What is required ->
Only the lines from the line containing "of the willow" to the end of the entries should be repeated, exactly as they appear.

-- Start The input --

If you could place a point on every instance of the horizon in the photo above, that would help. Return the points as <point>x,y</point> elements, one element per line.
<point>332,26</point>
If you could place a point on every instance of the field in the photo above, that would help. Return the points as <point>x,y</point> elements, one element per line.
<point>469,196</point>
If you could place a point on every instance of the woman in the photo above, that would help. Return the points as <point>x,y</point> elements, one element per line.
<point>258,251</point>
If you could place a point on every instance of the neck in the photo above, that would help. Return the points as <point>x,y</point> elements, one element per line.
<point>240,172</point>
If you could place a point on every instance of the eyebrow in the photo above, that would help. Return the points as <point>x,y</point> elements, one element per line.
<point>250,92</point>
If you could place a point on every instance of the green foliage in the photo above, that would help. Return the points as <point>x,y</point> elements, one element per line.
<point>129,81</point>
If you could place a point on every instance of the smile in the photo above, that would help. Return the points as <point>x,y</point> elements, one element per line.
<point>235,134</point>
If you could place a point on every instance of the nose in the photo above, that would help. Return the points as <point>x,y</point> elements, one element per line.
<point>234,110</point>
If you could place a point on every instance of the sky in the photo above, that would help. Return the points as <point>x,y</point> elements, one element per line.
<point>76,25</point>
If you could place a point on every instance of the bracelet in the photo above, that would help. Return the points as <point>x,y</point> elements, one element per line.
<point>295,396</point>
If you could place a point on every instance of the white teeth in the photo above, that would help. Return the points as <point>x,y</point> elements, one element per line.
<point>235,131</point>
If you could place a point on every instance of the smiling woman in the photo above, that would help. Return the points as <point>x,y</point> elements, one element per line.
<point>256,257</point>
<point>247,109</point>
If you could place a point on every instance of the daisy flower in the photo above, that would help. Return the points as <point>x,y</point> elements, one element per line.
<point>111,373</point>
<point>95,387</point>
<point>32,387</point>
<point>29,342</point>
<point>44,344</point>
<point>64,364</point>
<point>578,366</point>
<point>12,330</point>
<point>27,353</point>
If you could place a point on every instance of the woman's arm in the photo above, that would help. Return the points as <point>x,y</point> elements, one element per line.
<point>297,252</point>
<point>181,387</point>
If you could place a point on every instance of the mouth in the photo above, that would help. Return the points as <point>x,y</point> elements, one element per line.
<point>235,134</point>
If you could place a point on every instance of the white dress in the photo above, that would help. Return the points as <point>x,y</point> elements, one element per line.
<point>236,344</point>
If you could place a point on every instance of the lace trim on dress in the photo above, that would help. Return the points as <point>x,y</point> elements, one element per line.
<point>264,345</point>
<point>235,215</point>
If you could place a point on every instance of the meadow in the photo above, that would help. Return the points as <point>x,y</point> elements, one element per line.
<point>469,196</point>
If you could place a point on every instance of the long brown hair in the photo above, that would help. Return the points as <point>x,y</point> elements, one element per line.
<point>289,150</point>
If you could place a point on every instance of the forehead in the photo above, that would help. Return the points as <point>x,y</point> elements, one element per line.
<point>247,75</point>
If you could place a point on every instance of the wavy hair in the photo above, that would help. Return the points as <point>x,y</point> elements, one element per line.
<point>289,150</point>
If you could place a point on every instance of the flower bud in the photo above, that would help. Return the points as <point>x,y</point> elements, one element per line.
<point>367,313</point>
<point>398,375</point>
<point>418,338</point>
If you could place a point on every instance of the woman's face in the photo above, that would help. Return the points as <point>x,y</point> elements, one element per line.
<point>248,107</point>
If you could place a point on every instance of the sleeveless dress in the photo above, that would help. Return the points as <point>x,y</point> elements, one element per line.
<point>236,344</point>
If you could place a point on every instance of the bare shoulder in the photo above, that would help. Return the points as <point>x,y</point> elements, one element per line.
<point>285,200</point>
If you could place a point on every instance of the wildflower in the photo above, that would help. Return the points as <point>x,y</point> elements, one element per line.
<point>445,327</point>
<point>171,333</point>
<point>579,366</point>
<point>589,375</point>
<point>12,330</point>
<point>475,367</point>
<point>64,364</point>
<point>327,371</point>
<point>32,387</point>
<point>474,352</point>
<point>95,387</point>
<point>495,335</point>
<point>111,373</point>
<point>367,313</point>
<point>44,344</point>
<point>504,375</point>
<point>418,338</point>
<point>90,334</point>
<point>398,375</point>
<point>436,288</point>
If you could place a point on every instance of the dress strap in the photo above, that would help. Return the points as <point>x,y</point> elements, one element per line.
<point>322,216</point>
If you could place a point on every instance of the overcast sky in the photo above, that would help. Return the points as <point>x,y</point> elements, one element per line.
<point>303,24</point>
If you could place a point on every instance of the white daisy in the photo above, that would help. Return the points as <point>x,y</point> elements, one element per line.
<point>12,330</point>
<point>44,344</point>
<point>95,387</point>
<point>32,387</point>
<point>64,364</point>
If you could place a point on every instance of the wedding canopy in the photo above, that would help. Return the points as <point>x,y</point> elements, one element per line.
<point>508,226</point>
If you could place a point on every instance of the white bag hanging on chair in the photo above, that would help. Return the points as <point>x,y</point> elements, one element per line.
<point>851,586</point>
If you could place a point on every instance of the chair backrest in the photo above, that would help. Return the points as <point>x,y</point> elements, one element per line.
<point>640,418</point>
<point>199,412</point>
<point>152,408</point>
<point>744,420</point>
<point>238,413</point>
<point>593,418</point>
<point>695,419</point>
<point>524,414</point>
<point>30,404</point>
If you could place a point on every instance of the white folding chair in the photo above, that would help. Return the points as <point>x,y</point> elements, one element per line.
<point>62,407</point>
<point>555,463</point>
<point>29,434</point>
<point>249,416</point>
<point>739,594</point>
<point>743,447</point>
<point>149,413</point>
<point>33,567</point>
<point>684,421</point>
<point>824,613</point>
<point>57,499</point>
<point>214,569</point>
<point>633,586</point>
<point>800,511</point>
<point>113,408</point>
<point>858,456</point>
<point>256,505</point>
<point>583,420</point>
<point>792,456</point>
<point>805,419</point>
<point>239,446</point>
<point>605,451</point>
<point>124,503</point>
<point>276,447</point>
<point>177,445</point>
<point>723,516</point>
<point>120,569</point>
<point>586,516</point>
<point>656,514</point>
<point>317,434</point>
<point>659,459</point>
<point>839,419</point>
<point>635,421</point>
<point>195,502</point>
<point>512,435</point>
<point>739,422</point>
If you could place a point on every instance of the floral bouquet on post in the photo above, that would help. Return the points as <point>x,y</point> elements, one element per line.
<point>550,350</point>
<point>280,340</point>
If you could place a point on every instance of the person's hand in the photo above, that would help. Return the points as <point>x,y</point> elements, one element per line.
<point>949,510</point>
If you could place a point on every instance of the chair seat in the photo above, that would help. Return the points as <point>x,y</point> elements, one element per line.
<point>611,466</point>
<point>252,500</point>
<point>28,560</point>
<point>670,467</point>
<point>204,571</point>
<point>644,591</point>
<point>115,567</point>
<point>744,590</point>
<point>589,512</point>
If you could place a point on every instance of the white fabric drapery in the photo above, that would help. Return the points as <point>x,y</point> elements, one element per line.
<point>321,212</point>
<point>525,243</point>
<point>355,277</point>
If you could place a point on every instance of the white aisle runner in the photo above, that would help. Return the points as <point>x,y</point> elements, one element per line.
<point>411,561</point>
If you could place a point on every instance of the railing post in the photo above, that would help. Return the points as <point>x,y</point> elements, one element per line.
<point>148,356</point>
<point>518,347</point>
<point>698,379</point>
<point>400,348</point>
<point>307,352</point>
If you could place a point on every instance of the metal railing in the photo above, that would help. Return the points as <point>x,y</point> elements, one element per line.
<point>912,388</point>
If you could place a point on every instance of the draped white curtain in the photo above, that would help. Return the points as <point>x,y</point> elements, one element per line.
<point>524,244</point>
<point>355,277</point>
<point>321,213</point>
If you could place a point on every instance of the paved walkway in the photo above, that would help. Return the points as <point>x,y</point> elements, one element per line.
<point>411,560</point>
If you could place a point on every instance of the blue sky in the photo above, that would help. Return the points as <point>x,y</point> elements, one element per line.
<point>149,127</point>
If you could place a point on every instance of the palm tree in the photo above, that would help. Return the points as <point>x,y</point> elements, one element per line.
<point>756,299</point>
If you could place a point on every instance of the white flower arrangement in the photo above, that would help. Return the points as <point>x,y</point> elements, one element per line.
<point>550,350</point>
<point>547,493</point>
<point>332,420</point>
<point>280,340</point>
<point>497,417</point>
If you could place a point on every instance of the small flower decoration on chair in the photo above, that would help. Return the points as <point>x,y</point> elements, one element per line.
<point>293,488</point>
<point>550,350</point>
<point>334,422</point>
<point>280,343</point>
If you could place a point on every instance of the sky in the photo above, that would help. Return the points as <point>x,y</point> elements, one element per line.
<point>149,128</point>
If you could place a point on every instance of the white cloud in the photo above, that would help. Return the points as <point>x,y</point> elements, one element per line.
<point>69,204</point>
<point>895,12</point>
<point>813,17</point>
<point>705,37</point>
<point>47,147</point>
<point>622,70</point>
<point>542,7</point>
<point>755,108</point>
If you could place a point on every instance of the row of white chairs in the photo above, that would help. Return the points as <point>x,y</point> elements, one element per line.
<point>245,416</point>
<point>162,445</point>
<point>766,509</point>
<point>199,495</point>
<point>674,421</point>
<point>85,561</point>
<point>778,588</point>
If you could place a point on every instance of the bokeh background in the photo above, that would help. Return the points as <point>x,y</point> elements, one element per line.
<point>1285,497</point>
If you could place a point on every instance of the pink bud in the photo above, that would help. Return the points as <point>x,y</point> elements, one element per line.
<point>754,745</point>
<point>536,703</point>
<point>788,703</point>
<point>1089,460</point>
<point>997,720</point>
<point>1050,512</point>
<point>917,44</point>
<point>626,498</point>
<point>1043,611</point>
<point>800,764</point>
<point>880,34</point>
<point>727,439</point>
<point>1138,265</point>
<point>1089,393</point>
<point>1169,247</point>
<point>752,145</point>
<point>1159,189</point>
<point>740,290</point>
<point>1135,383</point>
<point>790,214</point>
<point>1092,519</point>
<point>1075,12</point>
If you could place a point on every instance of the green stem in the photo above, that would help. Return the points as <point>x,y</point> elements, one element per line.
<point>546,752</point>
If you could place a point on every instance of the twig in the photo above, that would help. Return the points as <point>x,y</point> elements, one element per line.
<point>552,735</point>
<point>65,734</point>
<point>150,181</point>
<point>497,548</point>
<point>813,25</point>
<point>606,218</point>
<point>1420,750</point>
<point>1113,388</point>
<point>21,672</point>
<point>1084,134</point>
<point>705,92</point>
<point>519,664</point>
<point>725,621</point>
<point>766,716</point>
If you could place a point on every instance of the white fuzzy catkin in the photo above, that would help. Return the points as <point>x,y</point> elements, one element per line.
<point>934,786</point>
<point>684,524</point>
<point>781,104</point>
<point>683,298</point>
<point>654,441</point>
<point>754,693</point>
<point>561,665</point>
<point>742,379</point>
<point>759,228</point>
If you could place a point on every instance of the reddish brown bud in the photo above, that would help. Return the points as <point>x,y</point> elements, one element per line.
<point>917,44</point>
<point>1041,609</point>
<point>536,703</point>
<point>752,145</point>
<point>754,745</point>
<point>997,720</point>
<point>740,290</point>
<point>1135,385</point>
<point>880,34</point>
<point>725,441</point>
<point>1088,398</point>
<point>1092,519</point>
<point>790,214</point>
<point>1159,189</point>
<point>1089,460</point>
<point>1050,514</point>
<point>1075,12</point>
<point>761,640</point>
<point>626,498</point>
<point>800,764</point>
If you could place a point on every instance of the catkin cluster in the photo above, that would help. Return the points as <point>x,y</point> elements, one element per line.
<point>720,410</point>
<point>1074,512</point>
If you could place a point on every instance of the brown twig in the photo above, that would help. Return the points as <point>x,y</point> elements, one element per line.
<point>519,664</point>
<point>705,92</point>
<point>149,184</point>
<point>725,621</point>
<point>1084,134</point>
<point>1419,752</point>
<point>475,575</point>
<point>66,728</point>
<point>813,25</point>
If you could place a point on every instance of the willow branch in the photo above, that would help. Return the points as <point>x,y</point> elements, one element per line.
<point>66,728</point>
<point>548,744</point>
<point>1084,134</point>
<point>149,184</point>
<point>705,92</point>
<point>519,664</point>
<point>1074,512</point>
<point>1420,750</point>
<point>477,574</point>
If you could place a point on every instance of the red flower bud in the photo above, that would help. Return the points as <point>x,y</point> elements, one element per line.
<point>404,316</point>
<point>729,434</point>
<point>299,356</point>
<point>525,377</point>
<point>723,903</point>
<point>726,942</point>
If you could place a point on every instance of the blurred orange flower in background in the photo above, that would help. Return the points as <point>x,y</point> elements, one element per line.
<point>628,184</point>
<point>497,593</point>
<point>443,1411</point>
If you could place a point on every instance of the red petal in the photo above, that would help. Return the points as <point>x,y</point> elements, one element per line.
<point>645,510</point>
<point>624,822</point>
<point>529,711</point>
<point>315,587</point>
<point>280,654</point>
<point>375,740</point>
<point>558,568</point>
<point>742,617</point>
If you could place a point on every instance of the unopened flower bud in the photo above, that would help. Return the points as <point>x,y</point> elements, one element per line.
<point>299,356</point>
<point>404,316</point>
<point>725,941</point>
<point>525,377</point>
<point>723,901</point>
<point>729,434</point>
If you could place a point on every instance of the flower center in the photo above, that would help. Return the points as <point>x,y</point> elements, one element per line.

-- End The input --

Task output ->
If you could place a point on every instance of the willow branch in the photo above, that would help. Return the points as <point>x,y</point> elements, one element per line.
<point>66,728</point>
<point>548,744</point>
<point>1084,134</point>
<point>149,184</point>
<point>705,92</point>
<point>519,664</point>
<point>1074,512</point>
<point>1420,750</point>
<point>477,574</point>
If you could place a point on every instance of the red flower bud in the photo above, that would help. Return the points as <point>x,y</point> elements, one element per line.
<point>404,316</point>
<point>729,434</point>
<point>299,356</point>
<point>525,377</point>
<point>723,903</point>
<point>726,942</point>
If you could place a point on every instance of the blurred orange flower in background in the photo above, that would help. Return the points as <point>x,y</point> elements, one element per line.
<point>628,184</point>
<point>497,593</point>
<point>443,1411</point>
If you could place a point on every instance of the red petal in the photo above, that would help. Return the points as <point>x,y</point> elements, one element per line.
<point>645,510</point>
<point>624,822</point>
<point>529,711</point>
<point>315,587</point>
<point>280,654</point>
<point>375,740</point>
<point>558,568</point>
<point>742,617</point>
If you could place a point on every instance of the unopened flower bud in the photo above, that would help. Return the points as <point>x,y</point> elements, one element per line.
<point>299,356</point>
<point>404,316</point>
<point>725,941</point>
<point>525,377</point>
<point>723,901</point>
<point>729,434</point>
If you could place a point on every instance of the flower center in the photo above, that would help. Return the points as <point>x,y</point> elements, one element per line.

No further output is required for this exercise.